Output, word for word, every line from the line with "Put one point on every instance of the window air" through the final line of the data below.

(Excerpts from a dataset)
▼▼▼

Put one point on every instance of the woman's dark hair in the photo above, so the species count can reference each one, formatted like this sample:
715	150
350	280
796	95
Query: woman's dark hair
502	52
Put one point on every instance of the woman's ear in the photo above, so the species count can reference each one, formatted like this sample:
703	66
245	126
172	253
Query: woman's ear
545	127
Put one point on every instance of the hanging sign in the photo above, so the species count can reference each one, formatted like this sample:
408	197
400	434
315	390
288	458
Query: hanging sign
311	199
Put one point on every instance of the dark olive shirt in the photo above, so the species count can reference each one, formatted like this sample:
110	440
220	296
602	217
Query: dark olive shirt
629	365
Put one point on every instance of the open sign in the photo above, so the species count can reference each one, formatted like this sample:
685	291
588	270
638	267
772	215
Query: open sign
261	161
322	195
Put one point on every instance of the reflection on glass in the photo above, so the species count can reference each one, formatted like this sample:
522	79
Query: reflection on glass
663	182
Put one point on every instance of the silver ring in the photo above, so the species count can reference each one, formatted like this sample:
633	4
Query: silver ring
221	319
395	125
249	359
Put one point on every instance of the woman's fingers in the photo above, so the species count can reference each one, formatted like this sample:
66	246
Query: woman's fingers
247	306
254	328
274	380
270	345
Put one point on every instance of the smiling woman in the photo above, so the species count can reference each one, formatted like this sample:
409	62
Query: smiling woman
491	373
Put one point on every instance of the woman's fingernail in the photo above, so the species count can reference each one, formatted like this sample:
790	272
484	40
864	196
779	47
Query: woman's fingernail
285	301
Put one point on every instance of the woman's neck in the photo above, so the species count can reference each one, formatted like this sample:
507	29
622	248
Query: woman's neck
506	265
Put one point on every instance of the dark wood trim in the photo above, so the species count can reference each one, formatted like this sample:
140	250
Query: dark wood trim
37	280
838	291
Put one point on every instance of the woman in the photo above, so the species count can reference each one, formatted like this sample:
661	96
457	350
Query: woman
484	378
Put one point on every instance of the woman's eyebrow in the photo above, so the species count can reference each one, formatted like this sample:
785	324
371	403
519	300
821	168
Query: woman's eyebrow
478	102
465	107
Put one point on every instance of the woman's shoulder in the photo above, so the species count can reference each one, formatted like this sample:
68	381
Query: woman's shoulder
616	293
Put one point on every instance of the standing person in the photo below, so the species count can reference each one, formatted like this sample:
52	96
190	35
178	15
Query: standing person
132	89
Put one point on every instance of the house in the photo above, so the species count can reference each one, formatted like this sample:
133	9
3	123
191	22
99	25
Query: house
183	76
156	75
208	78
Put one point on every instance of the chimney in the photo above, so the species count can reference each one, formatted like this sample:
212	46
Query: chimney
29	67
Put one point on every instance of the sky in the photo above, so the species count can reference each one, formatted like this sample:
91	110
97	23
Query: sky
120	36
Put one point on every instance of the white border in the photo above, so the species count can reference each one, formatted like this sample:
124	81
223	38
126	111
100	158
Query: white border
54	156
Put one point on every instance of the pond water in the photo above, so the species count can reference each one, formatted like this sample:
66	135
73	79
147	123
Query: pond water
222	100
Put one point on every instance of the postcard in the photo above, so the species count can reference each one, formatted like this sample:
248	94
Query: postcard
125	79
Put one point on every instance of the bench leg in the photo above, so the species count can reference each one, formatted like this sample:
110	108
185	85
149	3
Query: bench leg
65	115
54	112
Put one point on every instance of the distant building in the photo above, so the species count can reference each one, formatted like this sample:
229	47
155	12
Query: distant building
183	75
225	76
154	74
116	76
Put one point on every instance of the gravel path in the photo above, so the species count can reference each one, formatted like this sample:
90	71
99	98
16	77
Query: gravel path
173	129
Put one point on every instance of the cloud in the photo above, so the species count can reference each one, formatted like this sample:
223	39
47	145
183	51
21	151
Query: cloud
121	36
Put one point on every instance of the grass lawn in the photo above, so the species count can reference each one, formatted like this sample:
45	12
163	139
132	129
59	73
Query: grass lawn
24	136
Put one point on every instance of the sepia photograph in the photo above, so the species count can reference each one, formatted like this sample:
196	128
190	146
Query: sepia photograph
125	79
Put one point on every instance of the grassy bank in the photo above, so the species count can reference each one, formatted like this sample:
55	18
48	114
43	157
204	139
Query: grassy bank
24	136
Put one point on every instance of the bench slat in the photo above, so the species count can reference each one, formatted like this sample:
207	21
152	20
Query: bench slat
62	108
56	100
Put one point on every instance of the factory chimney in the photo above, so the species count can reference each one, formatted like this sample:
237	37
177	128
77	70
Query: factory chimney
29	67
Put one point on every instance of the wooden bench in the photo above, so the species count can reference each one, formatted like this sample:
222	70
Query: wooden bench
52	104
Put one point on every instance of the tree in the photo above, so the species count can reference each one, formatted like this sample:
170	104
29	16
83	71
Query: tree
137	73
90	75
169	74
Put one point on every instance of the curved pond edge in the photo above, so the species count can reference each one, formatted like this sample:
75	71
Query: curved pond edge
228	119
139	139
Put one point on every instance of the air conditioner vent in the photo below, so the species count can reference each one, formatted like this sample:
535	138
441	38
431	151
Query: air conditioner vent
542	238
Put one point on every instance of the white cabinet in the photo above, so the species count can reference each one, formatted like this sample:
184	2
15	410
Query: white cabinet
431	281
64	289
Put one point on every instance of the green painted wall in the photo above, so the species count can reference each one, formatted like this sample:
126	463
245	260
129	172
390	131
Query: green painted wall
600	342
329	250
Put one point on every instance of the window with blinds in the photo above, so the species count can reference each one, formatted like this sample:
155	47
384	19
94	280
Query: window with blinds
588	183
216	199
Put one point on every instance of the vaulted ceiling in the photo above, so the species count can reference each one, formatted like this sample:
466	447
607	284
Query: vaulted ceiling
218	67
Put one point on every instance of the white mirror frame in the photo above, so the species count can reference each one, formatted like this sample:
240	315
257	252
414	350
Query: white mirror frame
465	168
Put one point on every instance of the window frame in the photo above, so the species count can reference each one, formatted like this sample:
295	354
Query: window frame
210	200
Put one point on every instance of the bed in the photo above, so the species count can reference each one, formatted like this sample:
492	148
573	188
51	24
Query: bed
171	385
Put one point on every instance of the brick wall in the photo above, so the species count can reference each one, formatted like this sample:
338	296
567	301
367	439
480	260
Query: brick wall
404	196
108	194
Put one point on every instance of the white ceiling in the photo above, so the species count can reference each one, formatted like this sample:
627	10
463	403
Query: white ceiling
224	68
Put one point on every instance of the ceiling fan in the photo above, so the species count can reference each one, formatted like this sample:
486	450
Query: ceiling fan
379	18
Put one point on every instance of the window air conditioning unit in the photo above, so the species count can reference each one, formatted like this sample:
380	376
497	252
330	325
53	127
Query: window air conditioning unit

▲▲▲

# TASK RESPONSE
Put one point on every instance of the window air conditioning unit in the photo above, so the species count can reference each one, formatted like this sample:
380	376
497	252
330	325
53	127
Query: window air conditioning unit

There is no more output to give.